» **Page text**
Form vs Formula

This semester I’m teaching a graduate workshop called Forms of Prose.  If you are a nonfiction writer, this suggests things like the lyric essay, narrative journalism, and the personal essay.  If you’re a fiction writer, it probably suggests only short story vs novel. But I am teaching the class as an examination of any of the implied or stated rules imposed on a work of prose.  Some might be arbitrary rules about rhythm, rhyme and repetition (as in much formal poetry), and others might be the unspoken rules of reader expectations.  For example, we will look at how the workshop story bemoaned by the world at large (or just the anti-MFAers) might actually be a consequence of an abuse of form.  That when form is poorly executed it becomes formula.

By way of example, let’s take the fad of six word stories and essays.  I’m generally not a fan. Especially not of the possibly apocryphal Hemingway version: “For Sale. Baby Shoes. Never Worn.”  Supposedly Hemingway said this is all the story you need to tell.  But I suspect one of my finest teaching moments may have been when I said to a totally-disturbed class: that story is only interesting if that baby has no feet.

Listen, I get it.  It’s heartbreaking; that story can make me cry, because anything suggesting the mortality of babies can make me cry.  But a reliance on abstract emotional manipulation is not the same thing as great storytelling.  Which is not to say a six word story couldn’t be great.  Because herein lies the difference between form and formula.  Form forces a writer to rise above restrictions to reach originality; formula allows a writer to rely on restrictions to be relieved of the burden of originality.  Formula works on some readers, of course (including me: hello, Sophie Kinsella, I love you), but it isn’t what anybody enters an MFA program aspiring to, so my class is going to set all kinds of rules, just to show how well writers can surprise readers when we follow them.

The Originality Scale

Last year I traumatized my MFA students by inventing this thing I called the Originality Scale.  At the bottom were stories we’d heard before told in familiar ways, and at the top—well, there was no top, because whatever would go at the top is so original we can’t even imagine it (yet).  The middle, however, was filled with variations—old stories told in a new way, new stories told in an old way, new forms, new technology, history told with a new perspective, etc.  For the rest of the semester, the students seemed troubled, taunted, tortured by where their writing would fit on the Originality Scale.  I became so alarmed that I presented to the class the notion that human beings need to learn the same things over and over again, and that is perhaps why the same stories work over and over again.  And could they please forget the Originality Scale.

» **Do this**
Copy the passage of the essay on form versus formula starting at "This semester I’m" and ending at "it becomes formula.", keeping every word and punctuation mark unchanged.

» **Provided information**
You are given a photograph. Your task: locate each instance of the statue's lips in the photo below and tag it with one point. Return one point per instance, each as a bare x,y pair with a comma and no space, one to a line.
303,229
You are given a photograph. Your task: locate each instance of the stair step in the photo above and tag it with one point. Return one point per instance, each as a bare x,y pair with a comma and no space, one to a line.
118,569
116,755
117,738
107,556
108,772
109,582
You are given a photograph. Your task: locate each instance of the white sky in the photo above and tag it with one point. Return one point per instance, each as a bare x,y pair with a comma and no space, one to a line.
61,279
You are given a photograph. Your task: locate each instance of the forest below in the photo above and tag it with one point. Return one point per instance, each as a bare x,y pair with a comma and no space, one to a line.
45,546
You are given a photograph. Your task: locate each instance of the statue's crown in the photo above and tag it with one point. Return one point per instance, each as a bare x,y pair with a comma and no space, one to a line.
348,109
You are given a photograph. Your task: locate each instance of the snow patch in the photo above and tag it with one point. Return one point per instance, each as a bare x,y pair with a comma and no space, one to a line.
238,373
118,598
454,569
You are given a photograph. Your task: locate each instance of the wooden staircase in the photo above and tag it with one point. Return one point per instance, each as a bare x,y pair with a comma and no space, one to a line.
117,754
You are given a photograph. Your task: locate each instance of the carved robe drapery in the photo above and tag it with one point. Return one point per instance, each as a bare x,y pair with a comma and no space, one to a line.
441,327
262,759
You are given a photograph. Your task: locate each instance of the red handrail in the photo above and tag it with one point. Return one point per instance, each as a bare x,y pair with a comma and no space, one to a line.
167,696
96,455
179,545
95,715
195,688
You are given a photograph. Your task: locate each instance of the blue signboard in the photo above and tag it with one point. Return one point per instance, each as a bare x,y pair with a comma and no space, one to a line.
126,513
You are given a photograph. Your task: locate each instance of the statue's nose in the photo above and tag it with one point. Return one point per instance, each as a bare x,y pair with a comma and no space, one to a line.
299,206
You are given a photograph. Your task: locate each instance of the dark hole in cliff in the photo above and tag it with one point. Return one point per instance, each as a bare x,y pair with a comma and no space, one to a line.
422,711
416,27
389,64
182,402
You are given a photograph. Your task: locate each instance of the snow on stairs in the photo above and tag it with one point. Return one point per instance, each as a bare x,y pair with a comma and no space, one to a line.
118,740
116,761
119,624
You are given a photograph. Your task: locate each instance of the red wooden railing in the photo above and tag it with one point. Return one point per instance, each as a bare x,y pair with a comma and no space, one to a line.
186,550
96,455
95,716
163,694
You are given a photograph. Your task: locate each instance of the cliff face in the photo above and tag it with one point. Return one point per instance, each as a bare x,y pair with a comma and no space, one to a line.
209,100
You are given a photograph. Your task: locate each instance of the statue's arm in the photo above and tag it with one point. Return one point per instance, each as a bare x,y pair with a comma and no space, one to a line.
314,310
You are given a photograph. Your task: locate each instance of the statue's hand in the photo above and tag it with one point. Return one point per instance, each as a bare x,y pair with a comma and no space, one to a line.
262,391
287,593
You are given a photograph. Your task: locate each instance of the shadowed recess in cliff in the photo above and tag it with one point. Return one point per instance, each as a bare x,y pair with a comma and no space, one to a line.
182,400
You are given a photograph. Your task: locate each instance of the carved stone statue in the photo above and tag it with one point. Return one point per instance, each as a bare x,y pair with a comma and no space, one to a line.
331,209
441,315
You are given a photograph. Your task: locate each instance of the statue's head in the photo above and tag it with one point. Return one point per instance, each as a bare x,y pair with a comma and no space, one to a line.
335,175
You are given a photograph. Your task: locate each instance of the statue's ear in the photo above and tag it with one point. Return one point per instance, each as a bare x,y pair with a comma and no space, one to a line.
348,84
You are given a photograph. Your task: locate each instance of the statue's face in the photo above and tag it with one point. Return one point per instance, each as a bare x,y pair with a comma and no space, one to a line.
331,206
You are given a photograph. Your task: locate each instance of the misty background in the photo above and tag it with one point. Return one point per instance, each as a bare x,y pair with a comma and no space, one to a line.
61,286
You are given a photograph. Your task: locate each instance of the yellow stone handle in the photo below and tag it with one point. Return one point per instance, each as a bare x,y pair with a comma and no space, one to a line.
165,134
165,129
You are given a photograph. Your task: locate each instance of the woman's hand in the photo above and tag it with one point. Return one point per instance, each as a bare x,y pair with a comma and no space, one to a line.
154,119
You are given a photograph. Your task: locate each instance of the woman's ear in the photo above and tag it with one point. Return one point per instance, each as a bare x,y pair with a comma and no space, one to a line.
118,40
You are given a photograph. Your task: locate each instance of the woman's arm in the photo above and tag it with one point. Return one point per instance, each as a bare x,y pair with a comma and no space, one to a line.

» **Response for this exercise**
This semester I’m teaching a graduate workshop called Forms of Prose.  If you are a nonfiction writer, this suggests things like the lyric essay, narrative journalism, and the personal essay.  If you’re a fiction writer, it probably suggests only short story vs novel. But I am teaching the class as an examination of any of the implied or stated rules imposed on a work of prose.  Some might be arbitrary rules about rhythm, rhyme and repetition (as in much formal poetry), and others might be the unspoken rules of reader expectations.  For example, we will look at how the workshop story bemoaned by the world at large (or just the anti-MFAers) might actually be a consequence of an abuse of form.  That when form is poorly executed it becomes formula.